- _WHAT IS EXPECTED_: Report each line of the entries below that contains the word "prey", matching case exactly.

(Point labeling dataset excerpts)
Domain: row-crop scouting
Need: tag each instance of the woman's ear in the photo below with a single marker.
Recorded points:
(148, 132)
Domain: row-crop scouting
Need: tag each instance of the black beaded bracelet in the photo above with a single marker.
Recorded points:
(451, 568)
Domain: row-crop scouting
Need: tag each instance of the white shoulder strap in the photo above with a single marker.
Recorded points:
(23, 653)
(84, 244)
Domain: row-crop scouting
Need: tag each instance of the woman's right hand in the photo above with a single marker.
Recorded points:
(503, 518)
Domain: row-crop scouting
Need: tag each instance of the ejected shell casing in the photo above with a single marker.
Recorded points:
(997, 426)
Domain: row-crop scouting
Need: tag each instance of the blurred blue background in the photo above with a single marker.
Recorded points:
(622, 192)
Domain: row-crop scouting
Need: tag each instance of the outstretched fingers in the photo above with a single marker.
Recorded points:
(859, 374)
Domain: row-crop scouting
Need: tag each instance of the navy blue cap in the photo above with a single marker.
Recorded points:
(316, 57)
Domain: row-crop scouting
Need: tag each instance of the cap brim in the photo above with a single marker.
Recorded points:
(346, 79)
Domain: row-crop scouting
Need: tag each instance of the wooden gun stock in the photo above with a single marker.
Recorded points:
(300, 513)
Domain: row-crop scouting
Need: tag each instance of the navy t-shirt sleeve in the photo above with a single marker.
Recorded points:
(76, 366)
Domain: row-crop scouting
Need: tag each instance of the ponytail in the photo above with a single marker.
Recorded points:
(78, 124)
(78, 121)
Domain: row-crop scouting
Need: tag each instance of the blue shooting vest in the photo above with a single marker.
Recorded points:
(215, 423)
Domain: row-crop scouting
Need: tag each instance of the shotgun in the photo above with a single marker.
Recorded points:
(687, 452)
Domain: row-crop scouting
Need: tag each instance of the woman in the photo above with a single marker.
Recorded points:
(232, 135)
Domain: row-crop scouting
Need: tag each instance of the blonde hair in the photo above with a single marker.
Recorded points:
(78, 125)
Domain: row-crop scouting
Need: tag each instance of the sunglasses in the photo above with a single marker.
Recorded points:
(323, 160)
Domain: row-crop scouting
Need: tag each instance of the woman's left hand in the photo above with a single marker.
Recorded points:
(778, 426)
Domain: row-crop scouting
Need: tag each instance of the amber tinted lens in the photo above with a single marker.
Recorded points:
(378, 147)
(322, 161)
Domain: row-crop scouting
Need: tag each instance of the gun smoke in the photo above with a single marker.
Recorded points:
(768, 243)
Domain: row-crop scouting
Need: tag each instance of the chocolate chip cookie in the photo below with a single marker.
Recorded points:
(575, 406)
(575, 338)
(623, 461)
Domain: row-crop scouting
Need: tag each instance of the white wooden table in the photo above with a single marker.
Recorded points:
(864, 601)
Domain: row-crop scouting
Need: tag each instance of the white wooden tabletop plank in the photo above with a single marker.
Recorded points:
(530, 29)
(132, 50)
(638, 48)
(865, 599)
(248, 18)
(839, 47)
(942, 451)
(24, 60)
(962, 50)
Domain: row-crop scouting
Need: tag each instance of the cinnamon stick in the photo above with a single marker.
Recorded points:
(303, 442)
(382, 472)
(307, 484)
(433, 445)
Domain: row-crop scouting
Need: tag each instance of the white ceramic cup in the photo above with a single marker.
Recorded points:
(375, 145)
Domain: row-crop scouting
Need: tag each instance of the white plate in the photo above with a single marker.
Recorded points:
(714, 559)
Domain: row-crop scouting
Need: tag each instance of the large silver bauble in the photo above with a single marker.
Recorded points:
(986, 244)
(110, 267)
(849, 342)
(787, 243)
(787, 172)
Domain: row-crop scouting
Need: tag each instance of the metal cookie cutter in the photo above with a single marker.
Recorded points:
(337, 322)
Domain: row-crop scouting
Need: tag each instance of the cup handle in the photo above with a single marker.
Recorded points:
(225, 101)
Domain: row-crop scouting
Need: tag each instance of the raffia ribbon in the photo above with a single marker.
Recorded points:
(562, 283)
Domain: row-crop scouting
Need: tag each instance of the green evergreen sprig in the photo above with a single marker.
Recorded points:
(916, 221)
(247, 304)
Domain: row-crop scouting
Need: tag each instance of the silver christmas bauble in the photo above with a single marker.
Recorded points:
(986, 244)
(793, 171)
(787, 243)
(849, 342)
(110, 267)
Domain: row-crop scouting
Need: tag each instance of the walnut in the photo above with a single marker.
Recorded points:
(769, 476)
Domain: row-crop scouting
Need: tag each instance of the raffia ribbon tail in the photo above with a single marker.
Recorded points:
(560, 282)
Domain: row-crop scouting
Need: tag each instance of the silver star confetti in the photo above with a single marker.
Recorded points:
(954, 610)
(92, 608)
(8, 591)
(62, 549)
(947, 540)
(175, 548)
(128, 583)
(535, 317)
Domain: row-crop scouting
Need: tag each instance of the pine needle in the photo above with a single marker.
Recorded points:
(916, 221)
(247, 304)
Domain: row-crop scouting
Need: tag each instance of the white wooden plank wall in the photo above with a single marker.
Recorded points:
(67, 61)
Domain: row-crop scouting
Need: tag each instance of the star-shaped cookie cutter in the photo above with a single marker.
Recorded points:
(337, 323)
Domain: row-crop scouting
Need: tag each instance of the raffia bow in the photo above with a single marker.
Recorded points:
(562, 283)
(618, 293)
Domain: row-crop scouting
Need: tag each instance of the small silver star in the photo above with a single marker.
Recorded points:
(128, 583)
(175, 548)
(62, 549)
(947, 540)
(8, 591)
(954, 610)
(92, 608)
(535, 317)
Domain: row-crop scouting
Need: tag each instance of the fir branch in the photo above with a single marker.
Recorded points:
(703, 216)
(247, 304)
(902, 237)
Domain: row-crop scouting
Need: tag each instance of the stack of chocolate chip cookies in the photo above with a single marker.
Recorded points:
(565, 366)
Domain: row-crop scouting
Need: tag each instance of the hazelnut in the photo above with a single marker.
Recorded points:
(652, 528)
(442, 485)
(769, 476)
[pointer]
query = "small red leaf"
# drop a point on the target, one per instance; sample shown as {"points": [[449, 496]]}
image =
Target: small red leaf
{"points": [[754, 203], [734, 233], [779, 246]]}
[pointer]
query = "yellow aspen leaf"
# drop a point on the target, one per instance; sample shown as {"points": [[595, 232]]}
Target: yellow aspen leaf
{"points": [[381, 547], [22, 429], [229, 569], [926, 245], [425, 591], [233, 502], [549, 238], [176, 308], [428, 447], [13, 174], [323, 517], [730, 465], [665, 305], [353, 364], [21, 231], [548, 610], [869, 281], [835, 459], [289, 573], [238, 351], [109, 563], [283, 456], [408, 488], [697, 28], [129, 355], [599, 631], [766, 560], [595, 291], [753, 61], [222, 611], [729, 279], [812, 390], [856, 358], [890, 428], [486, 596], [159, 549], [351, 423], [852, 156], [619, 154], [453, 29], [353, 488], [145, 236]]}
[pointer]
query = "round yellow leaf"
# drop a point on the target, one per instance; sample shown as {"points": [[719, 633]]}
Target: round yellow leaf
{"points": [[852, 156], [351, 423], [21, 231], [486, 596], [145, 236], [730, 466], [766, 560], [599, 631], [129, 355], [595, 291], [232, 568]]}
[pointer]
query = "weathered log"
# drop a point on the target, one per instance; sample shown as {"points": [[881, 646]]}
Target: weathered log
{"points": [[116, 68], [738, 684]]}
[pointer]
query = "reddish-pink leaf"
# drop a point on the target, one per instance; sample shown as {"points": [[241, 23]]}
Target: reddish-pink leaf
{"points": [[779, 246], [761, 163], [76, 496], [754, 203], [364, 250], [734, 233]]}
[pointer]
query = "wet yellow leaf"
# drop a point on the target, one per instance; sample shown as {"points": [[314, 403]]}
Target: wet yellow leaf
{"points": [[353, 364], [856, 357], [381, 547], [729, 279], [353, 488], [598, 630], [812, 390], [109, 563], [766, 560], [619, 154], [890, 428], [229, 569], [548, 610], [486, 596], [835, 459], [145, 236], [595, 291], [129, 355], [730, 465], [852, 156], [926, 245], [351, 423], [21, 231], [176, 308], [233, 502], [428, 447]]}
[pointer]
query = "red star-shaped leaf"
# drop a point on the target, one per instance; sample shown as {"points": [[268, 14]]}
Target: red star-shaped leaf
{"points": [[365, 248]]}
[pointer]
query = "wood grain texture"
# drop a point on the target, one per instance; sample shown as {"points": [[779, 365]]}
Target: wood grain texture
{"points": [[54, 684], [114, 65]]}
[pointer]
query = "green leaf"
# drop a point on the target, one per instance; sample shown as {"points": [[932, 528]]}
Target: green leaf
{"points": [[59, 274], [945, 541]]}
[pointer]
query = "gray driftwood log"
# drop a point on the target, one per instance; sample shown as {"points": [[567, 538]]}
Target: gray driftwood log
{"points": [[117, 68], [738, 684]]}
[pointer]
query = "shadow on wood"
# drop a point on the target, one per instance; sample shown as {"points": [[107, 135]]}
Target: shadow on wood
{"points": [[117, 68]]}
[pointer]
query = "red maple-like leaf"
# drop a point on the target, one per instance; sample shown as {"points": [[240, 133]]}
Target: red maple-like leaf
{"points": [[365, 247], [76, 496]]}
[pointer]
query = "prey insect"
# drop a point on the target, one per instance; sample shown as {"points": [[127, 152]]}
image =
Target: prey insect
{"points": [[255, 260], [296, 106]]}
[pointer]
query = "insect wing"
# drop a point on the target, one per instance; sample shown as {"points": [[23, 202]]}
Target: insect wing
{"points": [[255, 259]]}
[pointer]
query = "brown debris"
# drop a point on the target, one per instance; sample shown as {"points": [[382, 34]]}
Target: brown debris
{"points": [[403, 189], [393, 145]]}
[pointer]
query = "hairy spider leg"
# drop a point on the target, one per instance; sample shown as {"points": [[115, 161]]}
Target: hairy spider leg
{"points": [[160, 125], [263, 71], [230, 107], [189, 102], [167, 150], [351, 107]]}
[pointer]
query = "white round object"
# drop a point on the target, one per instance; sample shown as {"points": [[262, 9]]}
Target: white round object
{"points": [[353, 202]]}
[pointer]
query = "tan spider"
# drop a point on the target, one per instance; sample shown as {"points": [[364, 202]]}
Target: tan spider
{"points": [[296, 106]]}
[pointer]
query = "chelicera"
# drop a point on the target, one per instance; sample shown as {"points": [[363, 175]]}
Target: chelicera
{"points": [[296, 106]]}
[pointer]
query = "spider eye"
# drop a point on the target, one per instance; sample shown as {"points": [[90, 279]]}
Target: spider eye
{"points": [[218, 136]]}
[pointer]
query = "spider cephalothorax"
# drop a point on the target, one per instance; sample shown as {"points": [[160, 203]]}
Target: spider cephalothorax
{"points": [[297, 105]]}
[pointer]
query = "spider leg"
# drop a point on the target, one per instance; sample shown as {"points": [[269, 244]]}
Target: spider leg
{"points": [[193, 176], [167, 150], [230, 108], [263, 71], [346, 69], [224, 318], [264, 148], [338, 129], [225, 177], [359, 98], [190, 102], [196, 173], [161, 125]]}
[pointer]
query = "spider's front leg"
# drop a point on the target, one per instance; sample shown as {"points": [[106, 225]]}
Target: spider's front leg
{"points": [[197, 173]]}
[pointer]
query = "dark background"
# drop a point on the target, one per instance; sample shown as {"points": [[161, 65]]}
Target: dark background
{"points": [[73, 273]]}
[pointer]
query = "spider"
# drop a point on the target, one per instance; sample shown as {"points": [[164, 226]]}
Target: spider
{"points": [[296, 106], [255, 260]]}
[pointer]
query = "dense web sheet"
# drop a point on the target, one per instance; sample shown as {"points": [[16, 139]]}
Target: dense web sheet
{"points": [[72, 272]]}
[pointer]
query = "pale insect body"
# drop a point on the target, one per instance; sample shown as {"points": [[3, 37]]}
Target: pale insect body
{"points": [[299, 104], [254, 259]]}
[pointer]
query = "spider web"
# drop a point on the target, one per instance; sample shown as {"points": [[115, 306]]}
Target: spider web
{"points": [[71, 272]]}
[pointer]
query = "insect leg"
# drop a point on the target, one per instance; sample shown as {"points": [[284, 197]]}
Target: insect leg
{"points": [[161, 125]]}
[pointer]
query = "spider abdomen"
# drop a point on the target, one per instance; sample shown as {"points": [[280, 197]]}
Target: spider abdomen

- _EXPECTED OUTPUT_:
query = "prey insect"
Target: prey insect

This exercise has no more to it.